§ Required task:
Edit every row below by replacing "Guideline" with "Instruction" and leaving everything else unchanged. Omit the pictures from your output.

--- START Data for this exercise ---

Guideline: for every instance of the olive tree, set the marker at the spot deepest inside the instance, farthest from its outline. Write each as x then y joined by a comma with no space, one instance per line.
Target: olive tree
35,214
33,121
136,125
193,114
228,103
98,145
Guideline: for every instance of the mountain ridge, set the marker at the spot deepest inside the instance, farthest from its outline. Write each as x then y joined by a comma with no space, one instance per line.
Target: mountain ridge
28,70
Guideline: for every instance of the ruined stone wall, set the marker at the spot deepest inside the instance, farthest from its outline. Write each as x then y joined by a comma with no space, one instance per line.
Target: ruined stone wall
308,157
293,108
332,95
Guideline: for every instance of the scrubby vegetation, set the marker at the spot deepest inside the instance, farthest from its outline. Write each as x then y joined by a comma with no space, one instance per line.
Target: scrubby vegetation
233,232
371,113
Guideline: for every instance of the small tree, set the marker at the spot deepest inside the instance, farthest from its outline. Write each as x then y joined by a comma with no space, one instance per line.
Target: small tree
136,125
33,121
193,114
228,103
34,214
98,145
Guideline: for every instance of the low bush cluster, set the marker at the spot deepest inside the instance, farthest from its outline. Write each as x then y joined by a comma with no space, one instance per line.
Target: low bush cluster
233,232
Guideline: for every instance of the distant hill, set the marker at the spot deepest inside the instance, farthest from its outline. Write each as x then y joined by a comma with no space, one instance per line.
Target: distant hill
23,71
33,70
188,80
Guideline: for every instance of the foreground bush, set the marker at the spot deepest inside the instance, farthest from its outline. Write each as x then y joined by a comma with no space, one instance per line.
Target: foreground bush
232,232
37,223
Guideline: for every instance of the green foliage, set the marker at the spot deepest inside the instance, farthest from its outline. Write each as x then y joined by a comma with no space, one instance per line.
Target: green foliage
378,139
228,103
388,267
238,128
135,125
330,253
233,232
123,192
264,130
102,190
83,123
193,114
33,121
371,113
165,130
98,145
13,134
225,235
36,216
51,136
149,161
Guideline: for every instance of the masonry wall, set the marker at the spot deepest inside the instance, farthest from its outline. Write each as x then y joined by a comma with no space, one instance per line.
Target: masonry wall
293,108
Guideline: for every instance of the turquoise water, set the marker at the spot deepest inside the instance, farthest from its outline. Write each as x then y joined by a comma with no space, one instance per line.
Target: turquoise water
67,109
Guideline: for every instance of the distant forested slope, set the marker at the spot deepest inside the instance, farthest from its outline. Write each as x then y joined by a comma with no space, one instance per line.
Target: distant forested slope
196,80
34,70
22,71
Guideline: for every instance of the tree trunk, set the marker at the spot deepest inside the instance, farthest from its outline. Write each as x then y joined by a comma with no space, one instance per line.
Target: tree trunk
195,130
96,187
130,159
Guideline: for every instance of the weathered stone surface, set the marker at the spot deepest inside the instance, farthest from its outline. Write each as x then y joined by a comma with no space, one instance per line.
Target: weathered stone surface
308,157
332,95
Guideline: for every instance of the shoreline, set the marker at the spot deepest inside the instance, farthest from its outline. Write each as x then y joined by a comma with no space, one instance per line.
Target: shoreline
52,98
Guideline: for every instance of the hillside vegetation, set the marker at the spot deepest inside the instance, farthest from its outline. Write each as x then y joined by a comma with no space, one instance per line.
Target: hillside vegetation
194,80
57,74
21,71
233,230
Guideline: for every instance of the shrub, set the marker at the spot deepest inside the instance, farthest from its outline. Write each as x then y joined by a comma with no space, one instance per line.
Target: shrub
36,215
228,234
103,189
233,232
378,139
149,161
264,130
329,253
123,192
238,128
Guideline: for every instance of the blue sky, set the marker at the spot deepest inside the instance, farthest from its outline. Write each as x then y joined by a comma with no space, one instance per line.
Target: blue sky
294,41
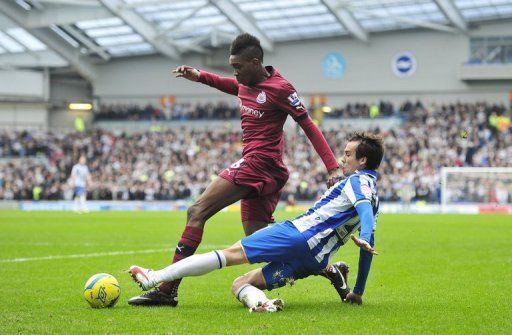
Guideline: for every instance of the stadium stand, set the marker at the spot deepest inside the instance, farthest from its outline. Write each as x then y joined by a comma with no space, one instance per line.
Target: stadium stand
169,165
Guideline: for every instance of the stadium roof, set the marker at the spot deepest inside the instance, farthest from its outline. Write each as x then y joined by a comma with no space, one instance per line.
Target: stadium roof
79,32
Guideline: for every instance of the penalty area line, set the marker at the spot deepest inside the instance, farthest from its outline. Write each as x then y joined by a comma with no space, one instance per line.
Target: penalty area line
98,254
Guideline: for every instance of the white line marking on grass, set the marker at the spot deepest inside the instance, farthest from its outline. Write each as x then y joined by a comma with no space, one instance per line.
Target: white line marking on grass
100,254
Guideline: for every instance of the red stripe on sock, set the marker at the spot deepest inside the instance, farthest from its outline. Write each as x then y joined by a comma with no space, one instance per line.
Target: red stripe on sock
191,237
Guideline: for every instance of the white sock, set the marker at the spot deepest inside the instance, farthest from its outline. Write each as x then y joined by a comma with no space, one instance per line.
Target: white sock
196,265
251,296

--- END Data for this exercise ---

§ Written reply:
Instruction: for every instance of the olive tree, set the marker at the spot deepest inside the instance, farthest from its outline. Write each as x then y joined by a comma with no space, one instance per line.
Target: olive tree
35,214
33,121
136,125
193,114
228,103
98,145
Instruction: for every instance of the mountain ridge, set the marker at the spot deepest inside the instance, farthest from its outline. Write each as x then y joined by a comma with no space, one instance per line.
Target: mountain ridge
28,70
Instruction: for every instance of the ruined stone wall, set the marker at the spot deepest inside the instance, farthest from its outline. Write each as x then y joined by a comma with no space, one instance per line.
Target: ruined stone wall
308,157
293,108
332,95
Instruction: for every instance of the scrubby vegetation, set the marker at the spot deepest inside the instance, farthest from its outline. Write each as x then y joined by a comma with no space, one instance per line.
Target: scrubby vegetation
233,232
371,113
Instruction: for every instance of the small tree, set the marker at the spot deepest inside the instance, farthest from its outline. Write each as x then y joined by a comma with no space, one instance per line.
Target: small tree
136,125
33,121
193,114
228,103
34,214
98,145
Instruction: for every instance of the low bush cluster, set the marker at the spot deepest inside the instance, farthest from its outline. Write each as x then y joined by a comma with no space, one instance per line.
Target: low bush cluster
233,232
Instruction: for every instance of the distant hill, set the marker at the spot deepest inside the instance, farthest from its outline. Write each as x then y joined by a comma with no space, one instance per line.
Target: distant hill
23,71
33,70
188,80
Instruction: for every instance of the foreground bush, set the marker at the spot deepest inside the instance, farthest from its outline. Write each as x then y joined by a comma with no space, one instance per line.
Target: foreground bush
232,232
37,223
Instruction: for every instance of the green foliage, set the marker at the spot deepest inside the instance, farthest from its outline. Write each as x then y joined by a comma with no space, one instance per line.
Target: green foliage
378,139
228,103
388,267
238,128
135,125
330,253
233,232
123,192
264,130
102,190
83,123
193,114
33,121
371,113
165,130
98,145
13,134
225,235
36,216
51,136
149,161
Instruction: for every instance of the masonry wall, set the marker at the spot deepest inside the instance, farthest from its outline. Write each as x then y joined by a comma with no space, one instance per line.
Target: masonry wall
293,108
Instruction: for every instance of the turquoise water, set the marker at the spot deepest inside the instance, farthest from its outline. Write each as x then y joined by a comma with no space, one instance per line.
Target: turquoise water
67,109
Instruction: for every instance of the distant forested slope, set the marker at the spot deepest inside the instance, farthest from its outline. Write each as x then y joined by a comma with no space, one instance per line.
Target: distant forested slope
196,80
34,70
22,71
Instruction: for every instance of the tree trunk, set the marker at the spot deepest inside the instance, farthest from its outline. Write each as x then y joined by a comma with no space, one instance per line.
Target: tree trunk
195,130
96,187
130,159
Instruction: for every instance of the weathered stone surface, set the marker at the spot deepest inside the instance, farthest from its outline. Write each as x then y joined by a comma with no space, one instance per line.
Target: weathered stone surface
308,157
332,95
Instruction: for every instance of the shoreline, set the marker at the spot deepest inside the instance, farthest from its outline. Write each as x then y joined by a comma with no space, one instance per line.
Target: shoreline
52,98
Instruction: for every instance of the hillside vegetation, set the marker at the spot deepest inside the instance, farthest from its outline. Write each as x then y joined by a comma with no space, one instance per line.
Target: hillside vegetation
194,80
57,74
21,71
233,230
Instruction: for every instance of the shrub, set the marker at the spot deepest inside the instance, farthest from its outline. Write each as x then y joined by a comma with no space, one instance per line.
Target: shrub
36,215
228,234
103,189
233,232
378,139
149,161
264,130
329,253
123,192
238,128
Instruction: for every instance of the blue sky, set the marker at the spot deepest inside the instance, farthest from its outline. Write each as x then y joined by a comma with no space, one instance per line.
Target: blue sky
294,41
Instruction: for every instance of the stadium stand, set the marker at the spot deepest inside the instance, farthest from its outline. Write each as x then y joined by a comma with no space, one instance per line.
Target: stadium stand
169,165
Instruction: for every instance of the stadium roof, set the marker at the spot deepest inside the instance, farthest from its outline. Write each as x then y joined by a comma with no space, one instance per line.
Target: stadium roof
79,32
Instruction: for every instance of the penalty area line, set the marker at the spot deepest inside the instance, farthest from its outline. Write each as x then y joined by a comma with no space, one instance per line.
Target: penalty area line
98,254
Instruction: for every instance of the white line marking on grass, set the marker at the spot deepest inside the instance, farthest from its outline. Write each as x then y joined by a comma with no space, one instance per line.
Target: white line marking on grass
100,254
Instruction: for every instance of the red stripe on sock, set the marker at the spot deepest inside the instance, farthest from its outline. Write each as x then y joined by a comma with no space, one instance per line.
Target: red stripe on sock
191,237
Instruction: for every instance of the white sock, set the marker at the spot deepest inside the instance, farthest from its outline. Write each as x then y joined by a comma with no space, one instance per line.
Target: white sock
196,265
251,296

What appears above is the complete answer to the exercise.